• [The input]:
--- --- ---
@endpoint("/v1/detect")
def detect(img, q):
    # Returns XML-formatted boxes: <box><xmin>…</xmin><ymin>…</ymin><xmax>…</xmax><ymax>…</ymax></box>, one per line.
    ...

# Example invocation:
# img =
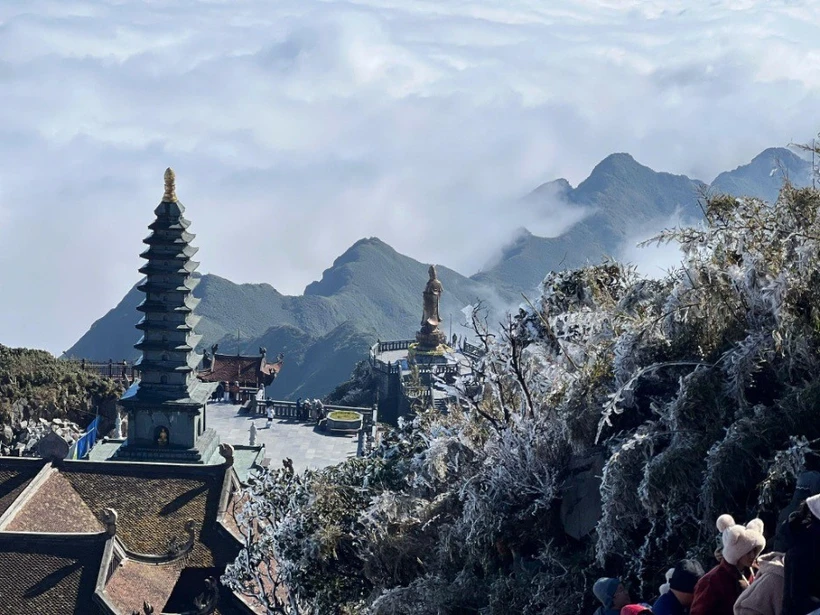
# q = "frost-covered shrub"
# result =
<box><xmin>225</xmin><ymin>184</ymin><xmax>820</xmax><ymax>614</ymax></box>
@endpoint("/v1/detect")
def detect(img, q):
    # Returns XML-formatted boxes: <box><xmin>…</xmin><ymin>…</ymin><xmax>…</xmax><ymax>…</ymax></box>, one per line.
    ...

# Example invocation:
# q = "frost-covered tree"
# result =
<box><xmin>225</xmin><ymin>181</ymin><xmax>820</xmax><ymax>614</ymax></box>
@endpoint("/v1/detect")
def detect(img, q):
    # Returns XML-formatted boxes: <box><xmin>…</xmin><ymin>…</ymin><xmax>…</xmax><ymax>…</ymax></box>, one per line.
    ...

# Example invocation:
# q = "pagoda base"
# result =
<box><xmin>112</xmin><ymin>428</ymin><xmax>221</xmax><ymax>464</ymax></box>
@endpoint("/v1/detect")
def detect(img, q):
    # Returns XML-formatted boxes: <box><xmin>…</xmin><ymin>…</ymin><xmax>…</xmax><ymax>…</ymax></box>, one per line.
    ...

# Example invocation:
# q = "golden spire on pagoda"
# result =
<box><xmin>163</xmin><ymin>167</ymin><xmax>177</xmax><ymax>203</ymax></box>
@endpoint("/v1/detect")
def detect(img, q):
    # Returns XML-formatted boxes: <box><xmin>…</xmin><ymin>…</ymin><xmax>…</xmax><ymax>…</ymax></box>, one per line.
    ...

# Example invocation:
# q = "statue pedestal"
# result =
<box><xmin>415</xmin><ymin>327</ymin><xmax>446</xmax><ymax>353</ymax></box>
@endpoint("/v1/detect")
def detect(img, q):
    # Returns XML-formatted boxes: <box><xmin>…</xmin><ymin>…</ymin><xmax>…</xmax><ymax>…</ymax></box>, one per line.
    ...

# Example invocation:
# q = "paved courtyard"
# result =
<box><xmin>207</xmin><ymin>402</ymin><xmax>359</xmax><ymax>472</ymax></box>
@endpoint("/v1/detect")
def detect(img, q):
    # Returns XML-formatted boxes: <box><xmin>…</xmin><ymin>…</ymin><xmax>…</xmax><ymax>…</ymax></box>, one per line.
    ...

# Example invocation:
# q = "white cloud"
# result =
<box><xmin>1</xmin><ymin>0</ymin><xmax>820</xmax><ymax>352</ymax></box>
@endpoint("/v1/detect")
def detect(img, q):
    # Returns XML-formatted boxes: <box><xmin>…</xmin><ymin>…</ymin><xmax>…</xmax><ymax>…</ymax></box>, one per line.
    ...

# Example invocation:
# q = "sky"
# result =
<box><xmin>2</xmin><ymin>0</ymin><xmax>820</xmax><ymax>354</ymax></box>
--- --- ---
• [Action item]: Check each line in the data for the word "covered", then report only how many lines contain it.

• [Output]: 2